Aim of the task —
In the records that follow, find each line with the word "after" and copy it.

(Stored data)

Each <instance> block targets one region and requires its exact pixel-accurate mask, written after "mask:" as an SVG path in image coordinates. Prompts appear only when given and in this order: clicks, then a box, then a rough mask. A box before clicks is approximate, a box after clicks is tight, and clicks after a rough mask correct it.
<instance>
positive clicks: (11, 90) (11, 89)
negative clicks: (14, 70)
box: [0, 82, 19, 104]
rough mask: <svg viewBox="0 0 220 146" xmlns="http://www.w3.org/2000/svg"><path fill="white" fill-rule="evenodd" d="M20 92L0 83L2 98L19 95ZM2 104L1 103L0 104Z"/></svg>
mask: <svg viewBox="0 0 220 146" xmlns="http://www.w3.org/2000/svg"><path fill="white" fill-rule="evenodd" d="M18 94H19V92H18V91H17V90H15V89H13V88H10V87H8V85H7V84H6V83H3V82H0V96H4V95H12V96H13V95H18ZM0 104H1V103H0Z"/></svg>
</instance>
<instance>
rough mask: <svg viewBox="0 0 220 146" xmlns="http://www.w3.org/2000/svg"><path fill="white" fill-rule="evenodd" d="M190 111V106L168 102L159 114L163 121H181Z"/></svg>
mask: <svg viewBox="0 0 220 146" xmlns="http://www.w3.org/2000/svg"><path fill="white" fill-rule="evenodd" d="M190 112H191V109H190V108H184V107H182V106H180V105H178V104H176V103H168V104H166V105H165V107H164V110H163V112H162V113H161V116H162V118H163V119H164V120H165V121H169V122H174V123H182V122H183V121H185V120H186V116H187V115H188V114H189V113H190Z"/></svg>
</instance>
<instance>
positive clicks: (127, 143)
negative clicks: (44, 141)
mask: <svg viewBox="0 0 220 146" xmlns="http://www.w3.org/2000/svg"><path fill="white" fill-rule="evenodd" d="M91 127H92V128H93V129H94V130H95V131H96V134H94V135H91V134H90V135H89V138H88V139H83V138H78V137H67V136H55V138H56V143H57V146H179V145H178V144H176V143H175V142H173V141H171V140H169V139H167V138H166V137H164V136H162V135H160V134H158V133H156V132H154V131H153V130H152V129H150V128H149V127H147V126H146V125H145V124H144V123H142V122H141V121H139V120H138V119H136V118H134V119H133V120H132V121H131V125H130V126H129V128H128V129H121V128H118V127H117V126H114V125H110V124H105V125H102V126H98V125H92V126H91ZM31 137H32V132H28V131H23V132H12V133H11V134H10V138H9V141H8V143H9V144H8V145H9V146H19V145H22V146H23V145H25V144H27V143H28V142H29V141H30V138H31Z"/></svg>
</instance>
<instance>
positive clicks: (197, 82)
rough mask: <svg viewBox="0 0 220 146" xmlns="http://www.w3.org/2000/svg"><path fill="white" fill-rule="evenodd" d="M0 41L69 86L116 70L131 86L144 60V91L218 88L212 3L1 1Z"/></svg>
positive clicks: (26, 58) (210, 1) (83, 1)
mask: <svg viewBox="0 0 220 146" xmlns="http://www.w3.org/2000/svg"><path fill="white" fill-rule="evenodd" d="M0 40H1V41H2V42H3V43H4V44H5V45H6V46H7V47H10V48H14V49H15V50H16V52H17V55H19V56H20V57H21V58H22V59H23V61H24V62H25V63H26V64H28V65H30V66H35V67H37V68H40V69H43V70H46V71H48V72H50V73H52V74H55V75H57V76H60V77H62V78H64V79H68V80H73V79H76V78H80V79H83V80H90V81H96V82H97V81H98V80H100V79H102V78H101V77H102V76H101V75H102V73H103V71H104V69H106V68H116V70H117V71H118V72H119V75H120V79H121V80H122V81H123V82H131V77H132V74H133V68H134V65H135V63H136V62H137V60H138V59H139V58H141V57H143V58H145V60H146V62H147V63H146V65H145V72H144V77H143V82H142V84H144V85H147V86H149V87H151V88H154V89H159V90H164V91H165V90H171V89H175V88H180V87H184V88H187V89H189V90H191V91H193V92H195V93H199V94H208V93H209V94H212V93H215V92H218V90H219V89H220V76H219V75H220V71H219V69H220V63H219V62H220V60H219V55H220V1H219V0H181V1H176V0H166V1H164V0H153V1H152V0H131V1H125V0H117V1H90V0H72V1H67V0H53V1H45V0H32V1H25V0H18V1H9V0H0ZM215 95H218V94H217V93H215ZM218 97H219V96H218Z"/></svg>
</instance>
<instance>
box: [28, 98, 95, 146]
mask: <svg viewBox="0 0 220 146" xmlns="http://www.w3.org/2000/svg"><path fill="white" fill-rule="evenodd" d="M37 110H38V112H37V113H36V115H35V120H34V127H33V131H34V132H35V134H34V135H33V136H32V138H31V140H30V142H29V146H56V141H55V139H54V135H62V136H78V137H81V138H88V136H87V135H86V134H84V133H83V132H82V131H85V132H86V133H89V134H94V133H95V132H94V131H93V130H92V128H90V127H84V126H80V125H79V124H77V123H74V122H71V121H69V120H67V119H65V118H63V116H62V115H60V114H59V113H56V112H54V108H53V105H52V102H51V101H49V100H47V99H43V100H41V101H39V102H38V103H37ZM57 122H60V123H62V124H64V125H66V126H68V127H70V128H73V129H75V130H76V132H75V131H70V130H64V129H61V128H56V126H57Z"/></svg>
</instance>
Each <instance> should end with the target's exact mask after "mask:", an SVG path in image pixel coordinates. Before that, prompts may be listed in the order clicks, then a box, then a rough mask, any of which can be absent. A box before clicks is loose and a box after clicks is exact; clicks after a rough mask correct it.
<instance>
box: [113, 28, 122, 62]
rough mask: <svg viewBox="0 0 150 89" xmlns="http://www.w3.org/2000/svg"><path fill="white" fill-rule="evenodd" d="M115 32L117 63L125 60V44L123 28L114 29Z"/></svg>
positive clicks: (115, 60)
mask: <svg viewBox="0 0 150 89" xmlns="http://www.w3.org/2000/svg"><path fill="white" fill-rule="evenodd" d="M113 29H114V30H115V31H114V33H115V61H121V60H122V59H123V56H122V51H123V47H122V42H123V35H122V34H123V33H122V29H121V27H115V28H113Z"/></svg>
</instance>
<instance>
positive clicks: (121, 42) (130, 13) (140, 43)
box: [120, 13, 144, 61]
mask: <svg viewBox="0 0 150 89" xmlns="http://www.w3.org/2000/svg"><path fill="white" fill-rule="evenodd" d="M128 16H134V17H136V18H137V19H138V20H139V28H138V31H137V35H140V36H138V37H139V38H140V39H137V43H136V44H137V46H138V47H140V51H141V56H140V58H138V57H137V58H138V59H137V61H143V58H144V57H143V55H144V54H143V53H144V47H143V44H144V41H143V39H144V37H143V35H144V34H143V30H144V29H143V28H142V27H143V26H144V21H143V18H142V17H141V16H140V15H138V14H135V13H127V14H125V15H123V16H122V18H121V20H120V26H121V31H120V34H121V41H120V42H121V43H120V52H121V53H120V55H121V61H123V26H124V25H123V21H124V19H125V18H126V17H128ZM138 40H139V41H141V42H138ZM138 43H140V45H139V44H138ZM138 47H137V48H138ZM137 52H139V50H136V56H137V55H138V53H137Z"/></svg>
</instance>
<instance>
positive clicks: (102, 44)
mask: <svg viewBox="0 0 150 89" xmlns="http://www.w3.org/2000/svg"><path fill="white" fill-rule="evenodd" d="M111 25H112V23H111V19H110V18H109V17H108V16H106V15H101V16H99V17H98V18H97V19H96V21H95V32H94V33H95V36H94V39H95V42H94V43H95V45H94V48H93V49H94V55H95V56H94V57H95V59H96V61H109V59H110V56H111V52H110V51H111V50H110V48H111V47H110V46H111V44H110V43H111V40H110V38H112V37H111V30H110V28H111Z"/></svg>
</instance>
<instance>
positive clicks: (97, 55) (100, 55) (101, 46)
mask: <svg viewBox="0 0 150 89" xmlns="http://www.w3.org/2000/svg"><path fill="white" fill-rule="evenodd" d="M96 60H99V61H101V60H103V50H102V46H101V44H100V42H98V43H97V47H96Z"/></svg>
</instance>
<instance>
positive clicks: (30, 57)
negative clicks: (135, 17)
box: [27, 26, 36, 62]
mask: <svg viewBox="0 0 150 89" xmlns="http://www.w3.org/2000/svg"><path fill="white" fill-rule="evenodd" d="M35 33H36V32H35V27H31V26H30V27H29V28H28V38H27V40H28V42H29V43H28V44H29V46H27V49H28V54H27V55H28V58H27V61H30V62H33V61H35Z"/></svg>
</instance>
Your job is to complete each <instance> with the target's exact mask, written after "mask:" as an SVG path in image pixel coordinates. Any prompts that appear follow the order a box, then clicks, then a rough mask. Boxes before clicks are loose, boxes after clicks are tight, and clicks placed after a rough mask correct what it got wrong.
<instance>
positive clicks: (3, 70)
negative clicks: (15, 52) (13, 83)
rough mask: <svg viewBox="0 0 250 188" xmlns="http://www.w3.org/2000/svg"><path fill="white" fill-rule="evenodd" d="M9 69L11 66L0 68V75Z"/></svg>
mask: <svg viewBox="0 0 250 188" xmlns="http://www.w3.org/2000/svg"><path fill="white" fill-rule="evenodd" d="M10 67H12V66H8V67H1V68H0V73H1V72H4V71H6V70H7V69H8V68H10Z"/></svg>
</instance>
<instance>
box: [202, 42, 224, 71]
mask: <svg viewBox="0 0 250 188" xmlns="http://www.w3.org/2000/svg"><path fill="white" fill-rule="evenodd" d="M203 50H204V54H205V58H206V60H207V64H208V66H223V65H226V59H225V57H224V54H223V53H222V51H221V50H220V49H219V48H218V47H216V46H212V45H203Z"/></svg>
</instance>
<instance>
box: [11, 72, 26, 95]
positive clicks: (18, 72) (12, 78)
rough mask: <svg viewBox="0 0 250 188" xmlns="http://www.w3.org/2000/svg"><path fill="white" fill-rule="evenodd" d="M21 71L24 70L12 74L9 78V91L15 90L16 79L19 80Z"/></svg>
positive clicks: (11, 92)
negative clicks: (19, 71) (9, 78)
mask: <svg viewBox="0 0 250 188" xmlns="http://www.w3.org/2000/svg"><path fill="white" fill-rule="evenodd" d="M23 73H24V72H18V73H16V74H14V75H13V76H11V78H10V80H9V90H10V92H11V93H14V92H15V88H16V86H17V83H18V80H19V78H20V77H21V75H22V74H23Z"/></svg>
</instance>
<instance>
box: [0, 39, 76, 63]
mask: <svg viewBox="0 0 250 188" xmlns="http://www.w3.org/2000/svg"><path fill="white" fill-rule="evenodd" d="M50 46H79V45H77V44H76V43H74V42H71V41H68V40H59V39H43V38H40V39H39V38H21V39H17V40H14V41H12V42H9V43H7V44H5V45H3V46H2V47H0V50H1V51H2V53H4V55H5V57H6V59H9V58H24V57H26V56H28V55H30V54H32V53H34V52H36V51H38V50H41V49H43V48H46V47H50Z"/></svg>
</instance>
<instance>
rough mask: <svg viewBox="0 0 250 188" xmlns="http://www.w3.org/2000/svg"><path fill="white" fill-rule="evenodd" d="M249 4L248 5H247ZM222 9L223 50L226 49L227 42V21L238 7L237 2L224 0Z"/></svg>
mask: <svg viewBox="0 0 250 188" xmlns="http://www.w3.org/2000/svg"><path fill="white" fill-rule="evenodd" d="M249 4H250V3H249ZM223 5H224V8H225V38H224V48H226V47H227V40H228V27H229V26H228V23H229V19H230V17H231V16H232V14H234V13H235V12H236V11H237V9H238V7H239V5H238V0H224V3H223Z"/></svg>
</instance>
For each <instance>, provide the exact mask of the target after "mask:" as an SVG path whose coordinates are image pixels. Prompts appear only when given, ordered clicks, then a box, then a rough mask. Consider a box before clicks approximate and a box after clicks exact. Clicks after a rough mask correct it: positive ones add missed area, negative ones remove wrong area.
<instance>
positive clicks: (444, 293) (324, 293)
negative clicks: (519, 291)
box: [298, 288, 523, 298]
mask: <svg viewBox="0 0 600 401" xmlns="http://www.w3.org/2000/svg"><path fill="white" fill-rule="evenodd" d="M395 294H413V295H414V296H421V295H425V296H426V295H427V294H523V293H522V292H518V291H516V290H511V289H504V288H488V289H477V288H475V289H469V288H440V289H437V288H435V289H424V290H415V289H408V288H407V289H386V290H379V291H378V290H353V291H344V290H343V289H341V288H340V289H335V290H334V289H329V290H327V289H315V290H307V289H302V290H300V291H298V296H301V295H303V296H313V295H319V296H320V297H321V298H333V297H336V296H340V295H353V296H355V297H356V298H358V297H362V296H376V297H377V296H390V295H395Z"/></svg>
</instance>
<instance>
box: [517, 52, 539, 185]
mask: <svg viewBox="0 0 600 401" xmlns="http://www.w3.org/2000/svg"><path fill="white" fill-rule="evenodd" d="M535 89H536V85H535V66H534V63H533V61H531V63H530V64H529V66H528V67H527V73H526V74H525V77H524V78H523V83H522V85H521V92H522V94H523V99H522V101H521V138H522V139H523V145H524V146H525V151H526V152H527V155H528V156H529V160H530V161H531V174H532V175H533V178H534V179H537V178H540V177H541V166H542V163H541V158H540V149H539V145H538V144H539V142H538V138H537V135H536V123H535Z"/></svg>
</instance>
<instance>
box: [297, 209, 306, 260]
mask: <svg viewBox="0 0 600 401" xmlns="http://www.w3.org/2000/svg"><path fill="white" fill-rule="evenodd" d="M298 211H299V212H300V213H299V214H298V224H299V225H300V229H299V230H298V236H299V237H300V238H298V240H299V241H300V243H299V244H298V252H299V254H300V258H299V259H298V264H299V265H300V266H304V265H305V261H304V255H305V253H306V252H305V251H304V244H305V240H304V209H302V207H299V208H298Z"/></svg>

Result of the task —
Each <instance> block targets one region and requires its exact pixel-accurate mask, written after "mask:" as an SVG path in image coordinates. Prompts appear only when given and in this order: clicks, then a box, then a rough mask. A box before clicks is approximate, a box after clicks is tight, and clicks after a rough mask correct it.
Each <instance> should end with the target's exact mask after "mask:", an SVG path in image pixel coordinates. Before that, prompts may be listed in the order clicks, then a box, then a rough mask, any of which can be absent. A box before clicks is loose and a box after clicks is exact; clicks after a rough mask correct it.
Your job is to complete each <instance> with the target's exact mask, written after "mask:" as an SVG path in image pixel coordinates. Any prompts that appear follow the order a box, then clicks, then a rough mask. Boxes before clicks are loose, boxes after clicks are tight, and clicks placed after a rough mask correct what it got wrong.
For each <instance>, provide the exact mask of the target after "mask:" as an SVG path whose coordinates are image pixels. Prompts appear only when given, ordered clicks, then a box, then a rough mask. Consider a box before clicks approximate and a box after clicks exact. Clicks after a rough mask correct it: positive ones add missed area, negative ones remove wrong area.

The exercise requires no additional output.